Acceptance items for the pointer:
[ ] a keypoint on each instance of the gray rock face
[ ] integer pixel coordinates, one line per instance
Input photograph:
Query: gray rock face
§
Can you give the lines above as a JSON list of strings, one string per line, with any blank lines left out?

[
  "Acceptance items for the pointer:",
  "[ ] a keypoint on each instance of the gray rock face",
  "[ ] integer pixel coordinates, one line per instance",
  "Input photograph:",
  "Query: gray rock face"
]